The J.J. Deal and Son Carriage Factory was the largest factory built in Jonesville, Michigan. It is the only 19th century factory remaining in the City. It is located at 117 West Street. On August 1, 2012, the building was added to the National Register of Historic Places. The building was redeveloped into the Heritage Lane Apartments in 2015.

J.J. Deal and Son History
Jacob J. Deal was a blacksmith who moved to Jonesville, Michigan in 1857. Once he relocated to Jonesville, Deal began to manufacture a small number of lumber wagons and other heavy wagons. Deal sold his blacksmith shop in 1865 and erected two small buildings across the street, where he began the full-time manufacture of wagons and carriages. As the business grew, he repeatedly enlarged his factory. In 1890, he began construction on a new factory building, forming the core of the structure which still stands today. A number of additions were made to the building from 1893 to 1909, and the factory eventually employed over 100 men. In 1891, Deal's son, George, became a partner and began managing the company, which was renamed J.J. Deal and Son. 

In 1908, the company began assembling automobiles, which they called Autobuggies, and the company was reorganized under the name of the Deal Buggy Company. By 1910, the number of workers had increased to 140. Several models of the Deal Automobile were manufactured from 1908 until 1911, with costs ranging from about $950 to $1,250. The company went out of business in 1915.

#### [DIRECTIVE]
Pick up the piece on the J.J. Deal and Son Carriage Factory after its last sentence and write the next part.

#### [LISTING]
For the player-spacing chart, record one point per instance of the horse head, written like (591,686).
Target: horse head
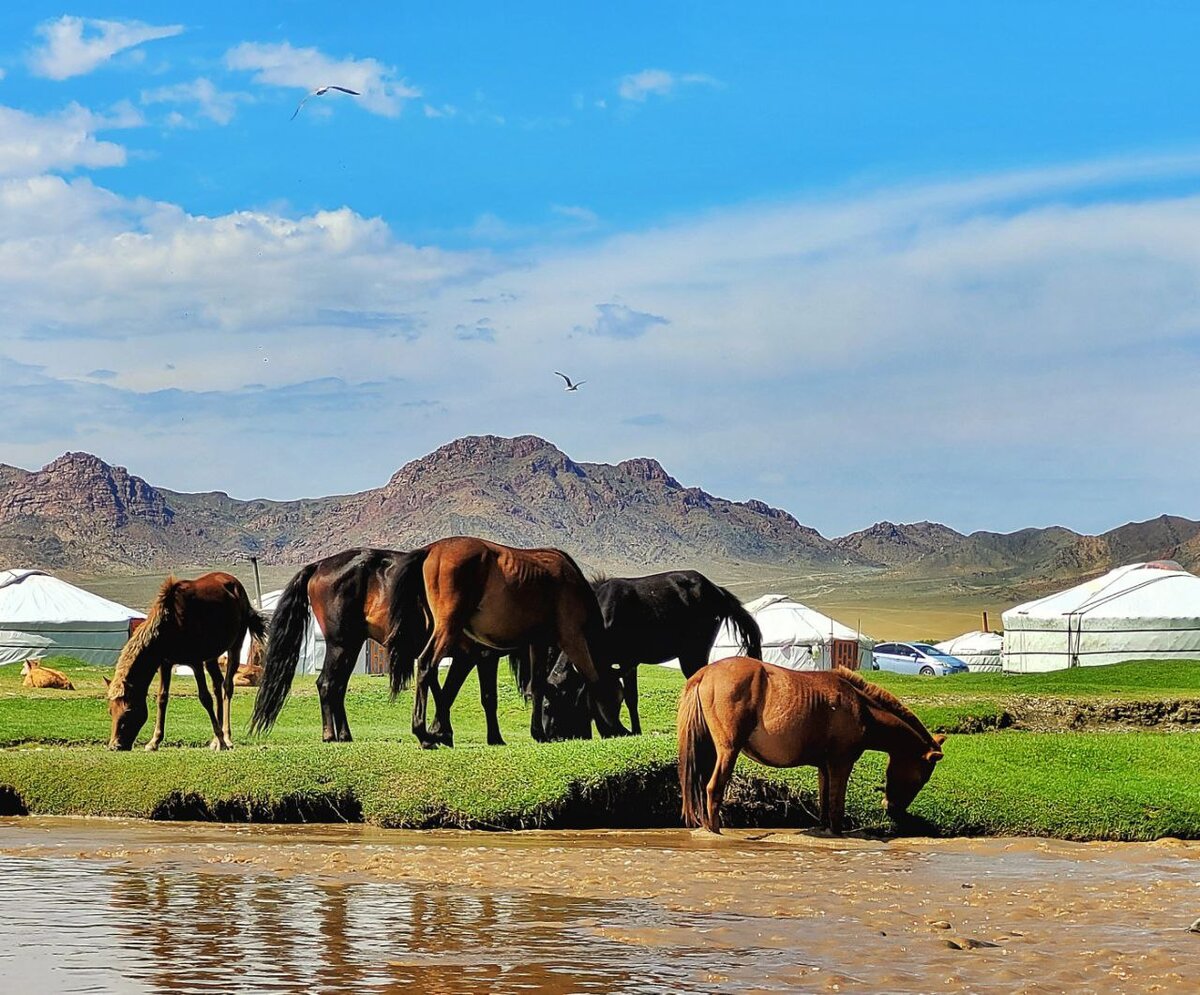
(907,774)
(127,714)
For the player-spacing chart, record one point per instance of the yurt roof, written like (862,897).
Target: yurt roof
(34,595)
(1158,589)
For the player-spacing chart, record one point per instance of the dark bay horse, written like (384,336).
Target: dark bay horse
(191,623)
(357,594)
(785,718)
(516,600)
(646,621)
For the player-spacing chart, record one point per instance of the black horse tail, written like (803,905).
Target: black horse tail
(742,622)
(697,755)
(408,619)
(283,648)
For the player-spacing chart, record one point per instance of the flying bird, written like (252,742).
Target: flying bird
(569,384)
(322,91)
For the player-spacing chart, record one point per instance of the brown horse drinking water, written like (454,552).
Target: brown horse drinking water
(190,623)
(785,718)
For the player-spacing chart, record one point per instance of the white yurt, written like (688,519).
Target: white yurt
(1135,612)
(799,637)
(42,616)
(312,654)
(978,649)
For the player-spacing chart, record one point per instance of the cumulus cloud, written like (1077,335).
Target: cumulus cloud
(305,69)
(1012,310)
(617,321)
(33,144)
(217,106)
(636,87)
(73,46)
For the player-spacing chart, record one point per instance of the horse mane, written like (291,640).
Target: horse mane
(162,610)
(886,700)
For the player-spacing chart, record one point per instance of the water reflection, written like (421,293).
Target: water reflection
(114,927)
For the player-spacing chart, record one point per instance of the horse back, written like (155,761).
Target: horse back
(785,718)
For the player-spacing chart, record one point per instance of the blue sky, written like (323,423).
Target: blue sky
(886,261)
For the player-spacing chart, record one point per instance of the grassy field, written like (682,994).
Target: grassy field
(1075,785)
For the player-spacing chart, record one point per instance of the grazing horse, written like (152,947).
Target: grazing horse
(513,599)
(191,623)
(785,718)
(357,594)
(646,621)
(36,676)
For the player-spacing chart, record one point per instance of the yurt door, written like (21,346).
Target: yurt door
(844,653)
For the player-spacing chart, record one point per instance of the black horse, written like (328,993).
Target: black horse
(357,594)
(647,621)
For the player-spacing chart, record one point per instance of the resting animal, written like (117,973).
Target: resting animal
(36,676)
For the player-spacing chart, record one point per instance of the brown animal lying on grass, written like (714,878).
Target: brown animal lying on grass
(36,676)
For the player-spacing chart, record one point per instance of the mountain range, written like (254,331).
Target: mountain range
(83,515)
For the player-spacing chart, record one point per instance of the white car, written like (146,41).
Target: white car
(916,658)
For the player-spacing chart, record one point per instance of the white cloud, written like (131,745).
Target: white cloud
(216,105)
(31,144)
(73,46)
(306,69)
(972,328)
(639,85)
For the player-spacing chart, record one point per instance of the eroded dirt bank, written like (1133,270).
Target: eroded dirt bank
(190,906)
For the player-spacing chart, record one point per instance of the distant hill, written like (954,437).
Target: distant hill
(83,515)
(79,513)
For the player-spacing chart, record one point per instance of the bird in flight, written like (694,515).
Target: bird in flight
(321,91)
(569,384)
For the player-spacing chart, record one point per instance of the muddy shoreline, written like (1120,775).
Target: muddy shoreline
(618,911)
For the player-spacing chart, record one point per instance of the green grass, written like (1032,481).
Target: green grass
(1137,785)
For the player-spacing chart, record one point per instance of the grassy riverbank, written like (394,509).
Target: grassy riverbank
(1075,785)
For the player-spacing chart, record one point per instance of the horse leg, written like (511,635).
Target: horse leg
(217,678)
(233,660)
(629,685)
(487,669)
(161,718)
(717,784)
(439,646)
(822,796)
(335,676)
(202,690)
(461,664)
(539,664)
(838,778)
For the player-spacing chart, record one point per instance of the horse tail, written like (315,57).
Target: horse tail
(407,616)
(733,612)
(697,755)
(283,648)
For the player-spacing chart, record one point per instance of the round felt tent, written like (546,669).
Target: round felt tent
(1143,611)
(798,637)
(978,649)
(42,616)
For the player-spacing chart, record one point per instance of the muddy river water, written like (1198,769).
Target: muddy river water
(89,905)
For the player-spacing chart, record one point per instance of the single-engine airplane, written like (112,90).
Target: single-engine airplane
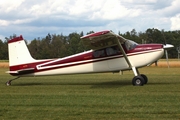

#### [ANSWER TO THE EXERCISE]
Gallery

Later History
In 1922, the Universal Body Company took over the entire complex, where it manufactured motor bus bodies.  In 1927, the Kiddie Brush & Toy Company took over the factory.  The company made children's housekeeping toys, which were sold under the Susy Goose name.  In 1949, it started making plastic injection molded toys then in the 1960s made Barbie and Ken furniture and accessories for Mattel. In 1967, the company moved its headquarters to Edon, Ohio. In 1972, the J.R. Headers Company moved into the space but only for a short time until 1976 when it moved out.

Over the next 40 years, the building stood underutilized or vacant until 2014, when the Michigan State Housing Development Authority approved a tax credit application by Excel-Sterling LDHA LP to provide Section 42 tax credits for the re-development of the building. Construction began in 2015 to redevelop the property into the "Heritage Lane Apartments," to provide residential living for 44 families over four floors. Construction on the building was completed in July 2016. The completed building includes a computer room, management and maintenance offices, a resident library and historic interior décor. An original JJ Deal Buggy built in the 1890s stands in the building's lobby. A Michigan historic marker stands at the edge of the Heritage Lane property and identifies the building and its historical context.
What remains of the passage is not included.